*** ENTRIES PROVIDED

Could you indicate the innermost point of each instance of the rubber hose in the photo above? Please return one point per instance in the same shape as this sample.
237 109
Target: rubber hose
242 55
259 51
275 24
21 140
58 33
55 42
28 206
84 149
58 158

******

**TO BE DONE**
Repeat the lines of these records verbatim.

**FINISHED EXERCISE**
Could you indicate the innermost point of each instance of the rubber hose in the photo above? Please return one point per instance in the same shape as this sample.
237 109
Target: rubber hose
242 55
259 51
275 24
21 140
58 33
55 42
28 206
84 149
58 158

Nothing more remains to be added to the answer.